____ DOCUMENT EXTRACT

News (Media Awareness Project) - US AZ: Surveillance Snapshots |
Title: | US AZ: Surveillance Snapshots |
Published On: | 2001-03-25 |
Source: | Arizona Republic (AZ) |
Fetched On: | 2008-09-01 15:33:02 |
SURVEILLANCE SNAPSHOTS
The following are snapshots from about 6,000 pages of police surveillance
reports of Salvatore Gravano and his family. Attorneys for the defendants
declined to comment on the case, though several have challenged the
propriety of the wiretaps and the accuracy of police interpretations.
Guns and fists
Although Ecstasy is touted as a peace-love drug, police wiretap summaries
link a number of the suspects in violent acts.
In early February 2000, phone taps picked up a man identified as "Homer"
telling Gerard Gravano that he had been interrogated by Tempe detectives
concerning a homicide. Homer asked Gerard to warn a friend and vowed that
he would "never rat ... no matter what these detectives say."
Tempe police confirmed that Homer Moore, a former collegiate wrestling
champion who competes in extreme fighting, was questioned in connection
with the slaying of Karam H. Jabbar, a 19-year-old valet from Tempe.
Jabbar's body was found Aug. 3, 1999, in the trunk of a rental car. He had
been asphyxiated. No one has been arrested in the case.
Undercover officers reported seeing Gravano with a gun on his lap before
a suspected drug deal. SWAT officers say they found three pistols in
Salvatore Gravano's Tempe apartment and an arsenal at his wife's house.
Michael Papa, Salvatore Gravano's business partner and suspected of
leading the drug syndicate, told of choking an ex-cop unconscious in a bar
fight and using 20 young thugs to extort a Tempe restaurant operator.

________
____ INFORMATION SUPPLIED

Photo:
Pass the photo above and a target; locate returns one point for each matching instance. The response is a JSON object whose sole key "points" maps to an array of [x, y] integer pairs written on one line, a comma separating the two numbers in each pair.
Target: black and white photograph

________

WRITTEN TASK 1:
Answer these about the surveillance snapshots article:
(a) About how many pages of police surveillance reports do the snapshots come from?
(b) Where was Karam H. Jabbar's body found?
(c) How many young thugs did Michael Papa say he used to extort a Tempe restaurant operator?
WRITTEN TASK 2: From the surveillance snapshots article, reproduce the passage between "Tempe police confirmed" and "his wife's house.", inclusive.

ANSWER 1:
(a) About 6,000 pages.
(b) In the trunk of a rental car.
(c) 20.

ANSWER 2:
Tempe police confirmed that Homer Moore, a former collegiate wrestling
champion who competes in extreme fighting, was questioned in connection
with the slaying of Karam H. Jabbar, a 19-year-old valet from Tempe.
Jabbar's body was found Aug. 3, 1999, in the trunk of a rental car. He had
been asphyxiated. No one has been arrested in the case.
Undercover officers reported seeing Gravano with a gun on his lap before
a suspected drug deal. SWAT officers say they found three pistols in
Salvatore Gravano's Tempe apartment and an arsenal at his wife's house.